A simple, transparent, open-source key logger, written in Python, for tracking your own key usage, originally intended as a tool for keyboard layout optimization.
I started looking into mechanical keyboards and the variation in layouts—QWERTY, AZERTY, Colemak, Dvorak, etc.—is just the beginning. You can very rapidly descend into fascination/madness with layers, hotkeys, tap-mods, and more, especially as you get down from full-size (100+ keys) boards to the smaller ones (like 36-key boards, and sometimes even less). All of this is based on making your typing optimal, comfortable, fast, and maybe a few other personally important adjectives.
One key input to these choices is knowing what keys and combos you really use most often. A key logger is a convenient way to self-analyze and see what your key usage looks like in practice. (As opposed to simply analyzing language averages, or short samples of work.) Across people, it could vary greatly depending on what language you work in (English, Swedish, Portuguese), and whether you're a programmer, author, etc. So, when I tried to find a key logger for this purpose, most of what I found was tagged with headlines like "get credit card info..." or "catch your cheating girlfriend". Moreover, and perhaps more importantly, they were either closed-source, executable files, or too complicated to understand. (I'm curious about my typing, but not enough to take even a small risk of putting an actually nefarious key logger on my system!)
Make a key logger simple enough that a moderately experienced programmer can quickly read through, understand, and be convinced that nothing nefarious is going on.
Use standard and/or known libraries, and use as few as possible.
Keep all data local and simply consolidated. Send nothing, anywhere, off the computer.
Comment the code extensively to explain not only what's happening, but additionally the thinking behind each choice.
The code is heavily commented; perhaps excessively so. In fact, the code looks long, but it's mostly # comments
. (At the moment that I'm writing this, the actual code is a little less than half the lines in the program.) This is in the spirit of transparency and being benign. I want to make sure that every decision in the code is clear, both in what it does and why it's there.
I use this on my Mac, running on Python3 (3.8.1, but I presume any Python3 version would work), and haven't tried it on any other operating system. I presume it would work, but it seems easy to believe that there are details that I don't know of. If anyone tries it and finds ways to improve/extend it, that'd be great.
There are two ways to store the output (the key log). In both cases, it's put in a single file in the same directory you're running the script.
SQLite is the default option. You can swap that or turn both on if you wish, but both off would be an odd choice.

· · · · · · ·

**BRIEF 1:**
According to the key logger page, why is the code so heavily commented? Answer in one to three sentences.
**BRIEF 2:**
Please revise everything from "Make a key logger" down to "few as possible." in the key logger page, putting "packages" in place of "libraries".

· · · · · · ·

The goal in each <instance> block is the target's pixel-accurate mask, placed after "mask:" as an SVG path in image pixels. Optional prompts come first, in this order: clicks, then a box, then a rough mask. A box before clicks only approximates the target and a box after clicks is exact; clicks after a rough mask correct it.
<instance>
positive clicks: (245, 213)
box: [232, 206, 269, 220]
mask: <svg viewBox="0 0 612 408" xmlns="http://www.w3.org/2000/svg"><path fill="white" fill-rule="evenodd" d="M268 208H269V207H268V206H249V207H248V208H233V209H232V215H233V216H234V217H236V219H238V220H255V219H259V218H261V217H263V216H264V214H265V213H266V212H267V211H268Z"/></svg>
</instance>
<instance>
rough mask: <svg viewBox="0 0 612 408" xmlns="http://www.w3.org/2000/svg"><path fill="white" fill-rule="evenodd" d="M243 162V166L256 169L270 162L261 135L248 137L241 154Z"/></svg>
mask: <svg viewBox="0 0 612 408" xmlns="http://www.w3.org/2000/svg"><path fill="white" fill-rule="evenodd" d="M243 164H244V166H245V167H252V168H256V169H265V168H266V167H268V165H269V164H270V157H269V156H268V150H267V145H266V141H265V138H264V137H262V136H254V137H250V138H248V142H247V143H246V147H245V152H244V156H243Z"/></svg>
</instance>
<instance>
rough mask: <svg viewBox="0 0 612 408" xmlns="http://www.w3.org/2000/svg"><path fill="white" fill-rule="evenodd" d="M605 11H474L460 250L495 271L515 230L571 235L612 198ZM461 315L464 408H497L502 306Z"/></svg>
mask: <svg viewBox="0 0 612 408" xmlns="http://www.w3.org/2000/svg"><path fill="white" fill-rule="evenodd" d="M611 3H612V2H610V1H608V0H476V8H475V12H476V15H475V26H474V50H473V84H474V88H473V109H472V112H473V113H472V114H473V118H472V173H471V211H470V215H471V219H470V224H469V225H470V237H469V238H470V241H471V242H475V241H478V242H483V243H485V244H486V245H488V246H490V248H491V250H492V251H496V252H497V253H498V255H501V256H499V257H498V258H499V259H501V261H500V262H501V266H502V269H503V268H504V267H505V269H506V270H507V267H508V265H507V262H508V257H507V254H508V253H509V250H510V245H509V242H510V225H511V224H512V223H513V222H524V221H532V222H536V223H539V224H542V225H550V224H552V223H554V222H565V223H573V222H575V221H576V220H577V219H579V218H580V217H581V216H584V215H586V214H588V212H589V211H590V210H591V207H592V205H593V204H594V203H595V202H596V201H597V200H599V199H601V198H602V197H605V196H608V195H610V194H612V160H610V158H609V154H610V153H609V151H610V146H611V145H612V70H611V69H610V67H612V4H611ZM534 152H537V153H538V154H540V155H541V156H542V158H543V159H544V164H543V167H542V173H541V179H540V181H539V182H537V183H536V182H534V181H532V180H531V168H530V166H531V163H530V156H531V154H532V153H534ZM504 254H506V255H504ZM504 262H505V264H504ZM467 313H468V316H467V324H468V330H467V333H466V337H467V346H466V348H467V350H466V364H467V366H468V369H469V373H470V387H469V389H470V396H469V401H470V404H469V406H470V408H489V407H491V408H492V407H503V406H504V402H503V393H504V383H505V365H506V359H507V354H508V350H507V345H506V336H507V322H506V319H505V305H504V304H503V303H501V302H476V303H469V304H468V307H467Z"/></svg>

· · · · · · ·

**RESULT 1:**
The heavy commenting is meant to make the program transparent and show that it is benign. The author wants every decision in the code to be clear, both in what it does and why it's there.

**RESULT 2:**
Make a key logger simple enough that a moderately experienced programmer can quickly read through, understand, and be convinced that nothing nefarious is going on.
Use standard and/or known packages, and use as few as possible.